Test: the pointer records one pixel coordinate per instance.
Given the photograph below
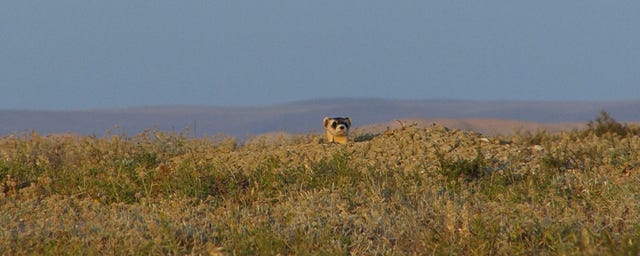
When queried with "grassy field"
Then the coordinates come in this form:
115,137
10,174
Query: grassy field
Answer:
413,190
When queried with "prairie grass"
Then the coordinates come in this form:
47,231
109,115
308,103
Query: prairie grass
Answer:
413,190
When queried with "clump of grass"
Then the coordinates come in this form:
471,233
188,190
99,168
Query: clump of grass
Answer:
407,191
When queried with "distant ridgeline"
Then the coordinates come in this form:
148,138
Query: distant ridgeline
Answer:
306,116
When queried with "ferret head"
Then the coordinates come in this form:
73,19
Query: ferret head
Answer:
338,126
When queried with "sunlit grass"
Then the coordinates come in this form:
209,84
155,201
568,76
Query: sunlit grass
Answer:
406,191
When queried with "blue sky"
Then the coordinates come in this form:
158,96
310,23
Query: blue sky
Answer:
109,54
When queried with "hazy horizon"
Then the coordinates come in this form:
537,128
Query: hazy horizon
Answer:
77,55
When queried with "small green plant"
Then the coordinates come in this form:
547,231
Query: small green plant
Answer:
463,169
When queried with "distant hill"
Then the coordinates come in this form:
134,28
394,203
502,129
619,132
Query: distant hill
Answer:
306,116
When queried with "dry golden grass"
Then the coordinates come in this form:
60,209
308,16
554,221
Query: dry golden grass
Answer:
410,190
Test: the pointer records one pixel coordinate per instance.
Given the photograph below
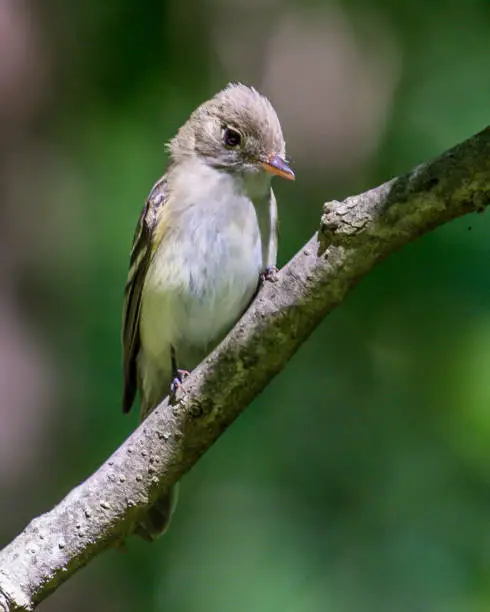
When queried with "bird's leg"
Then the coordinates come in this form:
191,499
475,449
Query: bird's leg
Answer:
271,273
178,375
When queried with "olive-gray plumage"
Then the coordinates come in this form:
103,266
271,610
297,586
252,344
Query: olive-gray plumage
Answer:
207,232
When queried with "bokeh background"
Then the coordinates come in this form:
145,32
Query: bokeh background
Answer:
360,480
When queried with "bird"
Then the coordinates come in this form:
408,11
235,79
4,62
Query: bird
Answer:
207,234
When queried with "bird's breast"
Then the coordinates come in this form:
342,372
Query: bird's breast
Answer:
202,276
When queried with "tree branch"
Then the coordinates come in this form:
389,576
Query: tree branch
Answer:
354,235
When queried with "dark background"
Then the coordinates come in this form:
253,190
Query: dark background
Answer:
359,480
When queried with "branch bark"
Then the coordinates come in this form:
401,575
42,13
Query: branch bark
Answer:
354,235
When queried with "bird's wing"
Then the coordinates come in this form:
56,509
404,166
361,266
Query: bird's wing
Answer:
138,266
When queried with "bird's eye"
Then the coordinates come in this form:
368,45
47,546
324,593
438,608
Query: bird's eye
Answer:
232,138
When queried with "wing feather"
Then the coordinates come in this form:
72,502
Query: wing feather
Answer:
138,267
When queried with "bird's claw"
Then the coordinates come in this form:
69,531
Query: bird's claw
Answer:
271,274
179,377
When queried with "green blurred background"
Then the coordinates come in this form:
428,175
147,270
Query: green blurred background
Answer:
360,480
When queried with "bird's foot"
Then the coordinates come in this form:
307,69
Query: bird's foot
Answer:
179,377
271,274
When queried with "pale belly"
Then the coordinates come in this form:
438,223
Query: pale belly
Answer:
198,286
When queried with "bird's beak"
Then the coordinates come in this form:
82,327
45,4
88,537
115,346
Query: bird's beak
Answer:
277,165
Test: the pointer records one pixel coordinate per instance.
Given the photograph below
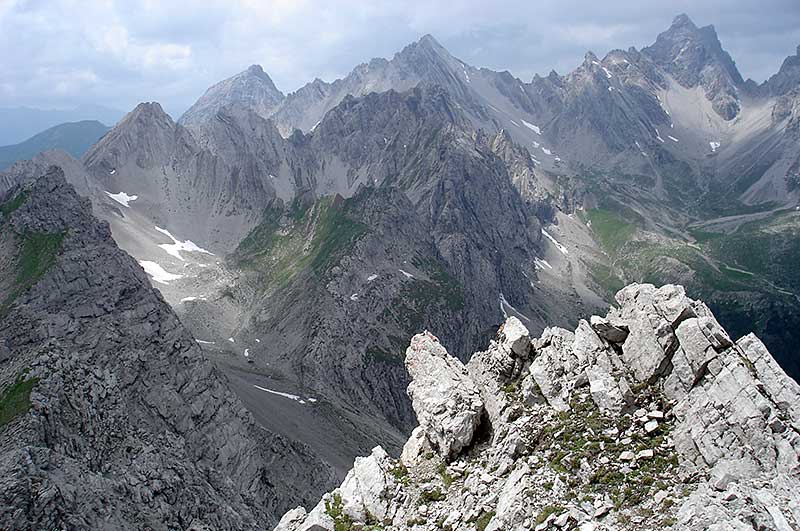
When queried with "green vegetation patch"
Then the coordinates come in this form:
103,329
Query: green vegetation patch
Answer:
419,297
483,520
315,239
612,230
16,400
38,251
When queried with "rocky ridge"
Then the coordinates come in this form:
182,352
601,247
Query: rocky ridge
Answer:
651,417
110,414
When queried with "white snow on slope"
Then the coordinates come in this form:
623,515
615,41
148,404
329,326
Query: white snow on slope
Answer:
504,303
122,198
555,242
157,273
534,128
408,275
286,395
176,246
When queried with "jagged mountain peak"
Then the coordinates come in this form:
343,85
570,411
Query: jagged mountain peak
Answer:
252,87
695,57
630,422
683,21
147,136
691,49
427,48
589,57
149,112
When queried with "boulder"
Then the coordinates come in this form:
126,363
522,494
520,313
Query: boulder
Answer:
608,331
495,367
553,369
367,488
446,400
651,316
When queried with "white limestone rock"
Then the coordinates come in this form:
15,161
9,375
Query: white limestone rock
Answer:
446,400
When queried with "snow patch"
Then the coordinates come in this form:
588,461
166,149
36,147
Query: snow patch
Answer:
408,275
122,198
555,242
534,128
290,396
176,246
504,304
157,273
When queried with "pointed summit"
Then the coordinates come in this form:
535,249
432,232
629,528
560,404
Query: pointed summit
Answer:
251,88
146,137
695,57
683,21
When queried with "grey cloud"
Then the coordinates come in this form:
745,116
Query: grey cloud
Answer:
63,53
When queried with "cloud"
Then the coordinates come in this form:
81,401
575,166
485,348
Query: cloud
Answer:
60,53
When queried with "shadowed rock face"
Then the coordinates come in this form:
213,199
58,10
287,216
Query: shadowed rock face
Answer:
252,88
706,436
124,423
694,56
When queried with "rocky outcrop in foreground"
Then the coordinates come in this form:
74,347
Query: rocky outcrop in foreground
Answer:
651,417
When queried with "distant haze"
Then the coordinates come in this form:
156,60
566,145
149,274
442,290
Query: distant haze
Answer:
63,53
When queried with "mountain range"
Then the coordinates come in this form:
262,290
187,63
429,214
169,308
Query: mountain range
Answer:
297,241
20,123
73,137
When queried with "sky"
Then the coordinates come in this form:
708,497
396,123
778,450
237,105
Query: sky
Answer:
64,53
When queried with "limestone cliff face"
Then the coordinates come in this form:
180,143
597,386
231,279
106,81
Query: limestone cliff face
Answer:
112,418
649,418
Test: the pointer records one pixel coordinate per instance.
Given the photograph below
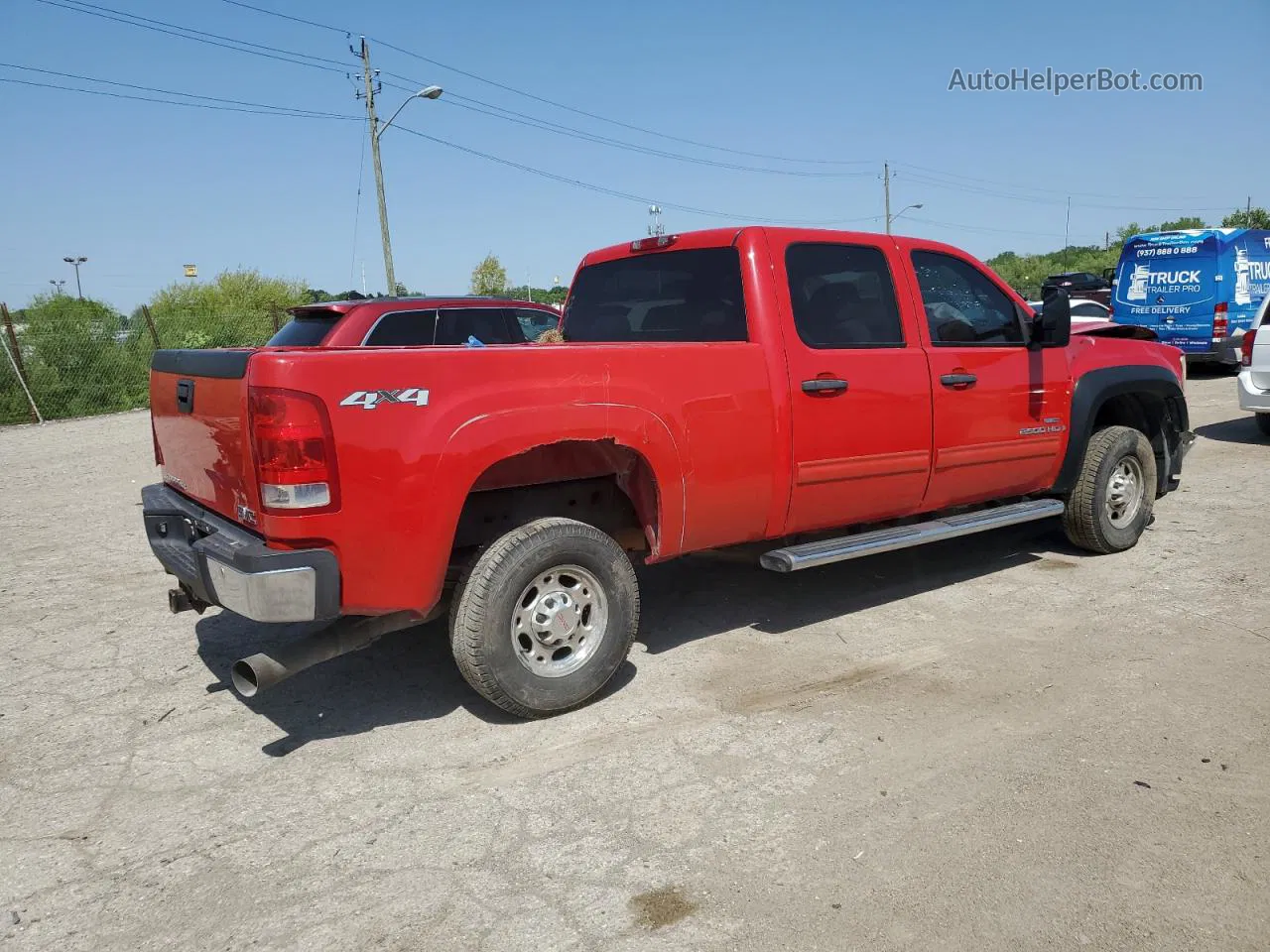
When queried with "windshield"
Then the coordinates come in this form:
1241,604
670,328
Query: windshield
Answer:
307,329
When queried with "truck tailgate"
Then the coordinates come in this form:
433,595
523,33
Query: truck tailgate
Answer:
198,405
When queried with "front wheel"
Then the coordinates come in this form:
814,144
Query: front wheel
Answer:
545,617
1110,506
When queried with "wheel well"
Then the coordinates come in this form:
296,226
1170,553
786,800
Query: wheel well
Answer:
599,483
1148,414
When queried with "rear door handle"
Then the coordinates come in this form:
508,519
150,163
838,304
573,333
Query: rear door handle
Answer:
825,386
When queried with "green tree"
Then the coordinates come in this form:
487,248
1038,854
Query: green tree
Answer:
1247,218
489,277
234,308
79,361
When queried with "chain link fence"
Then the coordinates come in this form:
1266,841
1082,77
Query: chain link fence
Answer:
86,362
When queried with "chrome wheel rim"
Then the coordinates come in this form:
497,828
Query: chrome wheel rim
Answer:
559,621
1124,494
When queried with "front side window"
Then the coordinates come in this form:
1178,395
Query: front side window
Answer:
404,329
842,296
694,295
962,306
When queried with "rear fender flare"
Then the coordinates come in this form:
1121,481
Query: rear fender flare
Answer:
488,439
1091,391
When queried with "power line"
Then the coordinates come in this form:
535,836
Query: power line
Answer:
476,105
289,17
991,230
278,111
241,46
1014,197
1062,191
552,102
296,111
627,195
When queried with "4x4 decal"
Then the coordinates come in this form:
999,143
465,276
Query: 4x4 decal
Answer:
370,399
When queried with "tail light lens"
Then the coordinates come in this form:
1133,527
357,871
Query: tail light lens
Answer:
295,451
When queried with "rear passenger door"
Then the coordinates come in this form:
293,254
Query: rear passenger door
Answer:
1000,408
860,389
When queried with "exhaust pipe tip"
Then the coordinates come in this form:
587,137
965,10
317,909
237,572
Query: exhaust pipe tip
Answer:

● ● ●

• Task to complete
Write only the number of lines in the records that include the word "plumage".

• Response for this exercise
2